Cryopreservation is deep freezing cells in liquid nitrogen. It is most often used for embryos or sperm and is relatively commonplace in fertility practices providing in-vitro fertilization (IVF) or "test-tube" fertilization. However, oocyte cryopreservation or egg freezing has presented a greater challenge. First the female's egg is a more delicate cell; second, most infertility patients are seeking pregnancy and therefore eggs are quickly fertilized vs. frozen; and third, the cell medium or suspensions used to preserve the egg have often compromised its viability.
According to the American Society of Reproductive Medicine (ASRM.org), a woman's age is one of the single most important factors in maintaining fertility. Cancer patients have an entirely different circumstance but the technologies to preserve their fertility are the same. Prior to definite treatments such as surgery, chemotherapy, or radiation, the woman's ovaries will be stimulated to produce eggs. When they're ripe, typically around 12 days, they will be harvested under ultrasound guidance needle aspiration and subsequently stored.

Provided material.
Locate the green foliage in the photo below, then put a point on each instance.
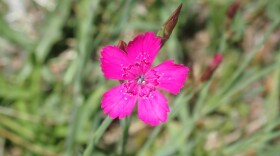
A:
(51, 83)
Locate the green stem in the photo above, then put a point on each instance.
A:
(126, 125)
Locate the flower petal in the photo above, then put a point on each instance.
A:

--

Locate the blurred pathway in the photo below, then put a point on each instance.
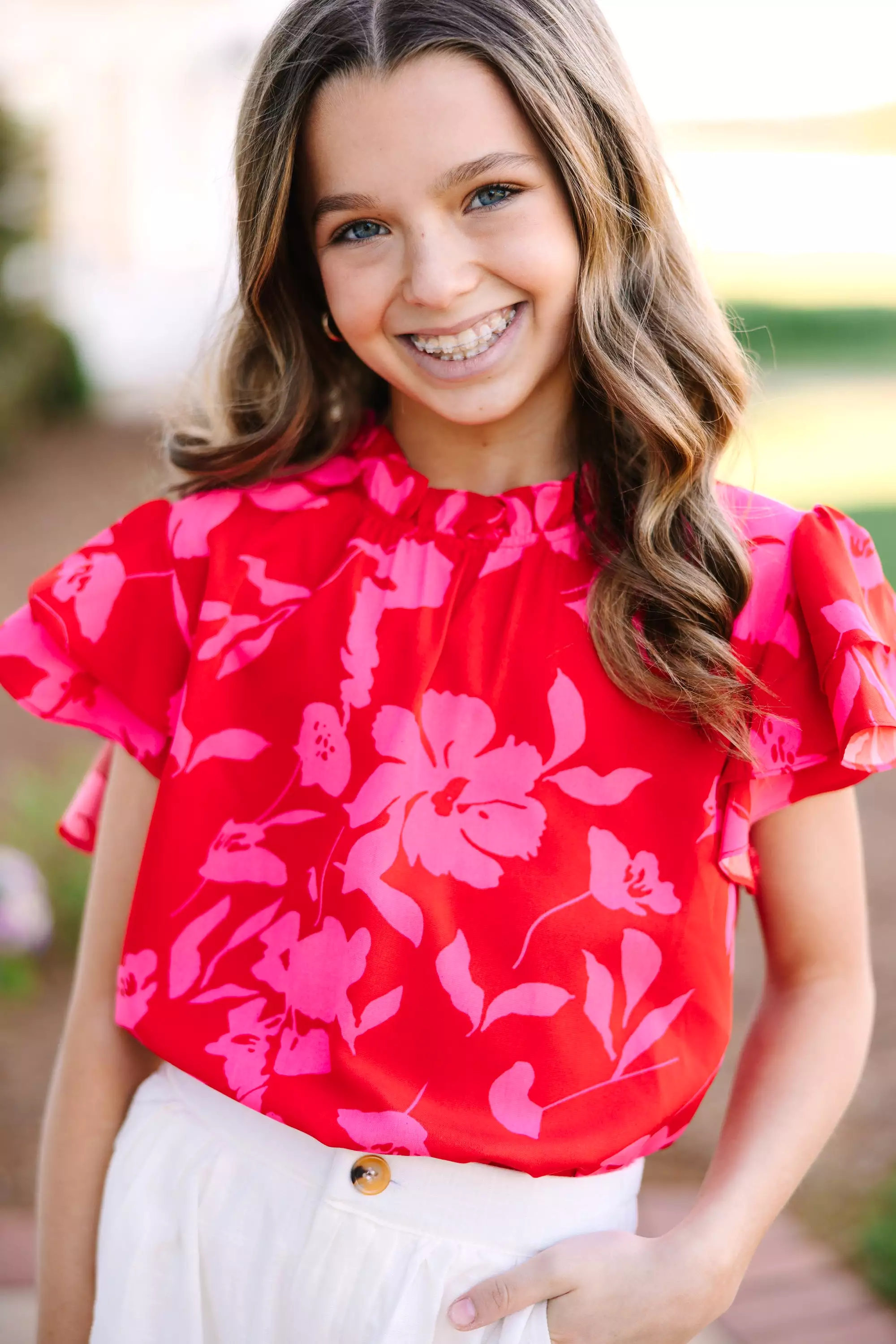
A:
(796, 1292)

Tasks for this exercise.
A – Reproduce word for word the part of the egg-freezing text starting at "According to the" and ending at "and subsequently stored.".
B – In the egg-freezing text, about how long does it typically take for the stimulated eggs to become ripe for harvesting?

Solutions by task.
A –
According to the American Society of Reproductive Medicine (ASRM.org), a woman's age is one of the single most important factors in maintaining fertility. Cancer patients have an entirely different circumstance but the technologies to preserve their fertility are the same. Prior to definite treatments such as surgery, chemotherapy, or radiation, the woman's ovaries will be stimulated to produce eggs. When they're ripe, typically around 12 days, they will be harvested under ultrasound guidance needle aspiration and subsequently stored.

B – Typically around 12 days.